INPUT:
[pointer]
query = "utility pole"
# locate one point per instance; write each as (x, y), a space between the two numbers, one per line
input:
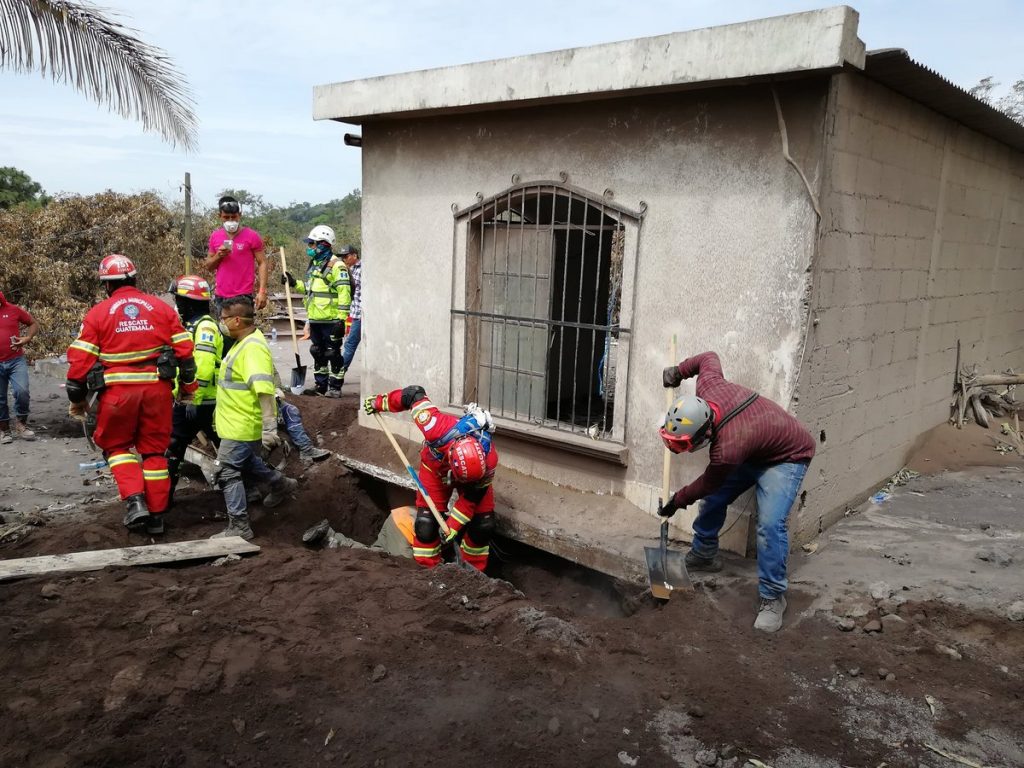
(187, 223)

YOUR TASK: Please set down each line of the listing above word for word, skipping any pictures.

RESPONSE AREA:
[pointer]
query = "utility pole"
# locate one point per instance; write each as (x, y), a space between the two numbers, one per line
input:
(187, 223)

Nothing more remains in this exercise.